Stated goal:
Substitute "little padding" for "minimal padding" in the data from the line that contains "of basketball player" through the line that contains "26, 195, 48]]", and give back only those lines with nothing else changed.

Data provided:
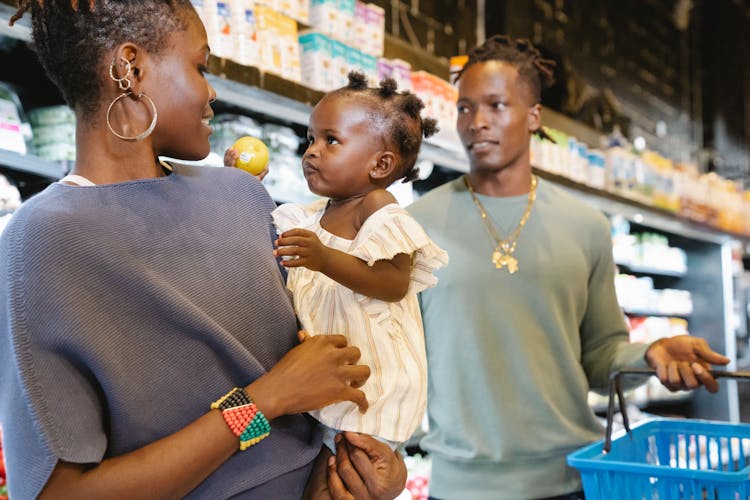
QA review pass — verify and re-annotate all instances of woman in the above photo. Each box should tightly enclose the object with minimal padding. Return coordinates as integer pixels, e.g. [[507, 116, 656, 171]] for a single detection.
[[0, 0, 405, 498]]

--

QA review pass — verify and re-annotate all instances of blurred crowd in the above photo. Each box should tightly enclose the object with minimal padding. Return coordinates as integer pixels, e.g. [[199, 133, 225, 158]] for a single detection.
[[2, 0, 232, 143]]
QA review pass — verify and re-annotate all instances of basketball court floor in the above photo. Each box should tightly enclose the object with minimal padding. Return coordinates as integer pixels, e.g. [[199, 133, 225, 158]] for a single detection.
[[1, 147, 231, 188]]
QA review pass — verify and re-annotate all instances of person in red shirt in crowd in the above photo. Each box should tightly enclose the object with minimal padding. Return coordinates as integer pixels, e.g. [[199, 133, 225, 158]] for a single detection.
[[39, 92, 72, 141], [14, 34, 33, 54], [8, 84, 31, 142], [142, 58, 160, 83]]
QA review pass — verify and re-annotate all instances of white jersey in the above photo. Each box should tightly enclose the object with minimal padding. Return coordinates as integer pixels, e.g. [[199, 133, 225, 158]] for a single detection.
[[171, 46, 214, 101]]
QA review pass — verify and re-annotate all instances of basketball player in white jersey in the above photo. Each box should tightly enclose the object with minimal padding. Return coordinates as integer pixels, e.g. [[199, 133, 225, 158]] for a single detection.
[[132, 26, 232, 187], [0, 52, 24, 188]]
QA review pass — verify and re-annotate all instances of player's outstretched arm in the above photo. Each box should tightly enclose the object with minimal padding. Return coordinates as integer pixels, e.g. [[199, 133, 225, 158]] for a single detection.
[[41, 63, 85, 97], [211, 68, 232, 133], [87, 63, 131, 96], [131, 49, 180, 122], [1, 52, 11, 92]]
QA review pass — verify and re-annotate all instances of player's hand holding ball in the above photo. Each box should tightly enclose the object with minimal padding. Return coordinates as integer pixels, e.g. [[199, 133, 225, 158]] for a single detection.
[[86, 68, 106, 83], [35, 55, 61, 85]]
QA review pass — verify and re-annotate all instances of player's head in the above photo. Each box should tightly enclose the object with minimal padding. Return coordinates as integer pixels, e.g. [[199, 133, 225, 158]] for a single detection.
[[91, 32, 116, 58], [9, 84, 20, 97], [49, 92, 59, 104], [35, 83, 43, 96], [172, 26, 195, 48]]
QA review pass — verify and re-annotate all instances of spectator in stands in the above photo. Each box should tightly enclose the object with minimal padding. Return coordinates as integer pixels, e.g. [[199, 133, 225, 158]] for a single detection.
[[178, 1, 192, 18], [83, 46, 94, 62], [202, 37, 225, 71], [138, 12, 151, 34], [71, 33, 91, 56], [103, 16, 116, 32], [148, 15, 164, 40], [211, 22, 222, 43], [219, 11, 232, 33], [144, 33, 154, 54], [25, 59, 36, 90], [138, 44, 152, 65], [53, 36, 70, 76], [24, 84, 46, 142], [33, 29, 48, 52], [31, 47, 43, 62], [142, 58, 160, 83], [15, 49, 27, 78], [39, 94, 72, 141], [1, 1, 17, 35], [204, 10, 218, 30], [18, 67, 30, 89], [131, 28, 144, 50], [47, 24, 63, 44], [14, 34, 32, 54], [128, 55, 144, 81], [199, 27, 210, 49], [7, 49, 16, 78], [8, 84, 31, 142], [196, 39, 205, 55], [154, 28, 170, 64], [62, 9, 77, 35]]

Solution to this exercise:
QA review pass — verify and re-annotate all instances of basketball player in white jersey in the above photo. Each box should tightly enclose the object with little padding. Return coordinates as integer pixels, e.g. [[199, 133, 225, 158]] for a single detection.
[[132, 26, 232, 187], [0, 52, 24, 188]]
QA review pass — verify and re-annotate all instances of player's outstretched arm in the above photo. Each box should tightly enclose the object with little padding. Return coordinates as integer pixels, e.g. [[199, 133, 225, 158]] for a single detection.
[[41, 63, 85, 97], [211, 68, 232, 133], [87, 63, 131, 96], [131, 49, 180, 122], [1, 52, 11, 92]]
QA review pass — verify and re-annotate all instances of player's hand holding ball in the above photo. Each box should tightly enclose the object with little padding. Return coordinates as integer pixels, e.g. [[199, 133, 225, 158]] for a single detection.
[[86, 68, 106, 83], [35, 55, 61, 85]]
QA review pass — verify and re-annotate all instances of player's head in the above photo. Each box should tightly enclose the object with little padding. Return coordinates as integer pixels, e.g. [[199, 133, 225, 158]] for a single detection.
[[91, 32, 116, 58], [9, 84, 20, 97], [49, 92, 59, 104], [35, 83, 43, 96], [172, 26, 195, 48]]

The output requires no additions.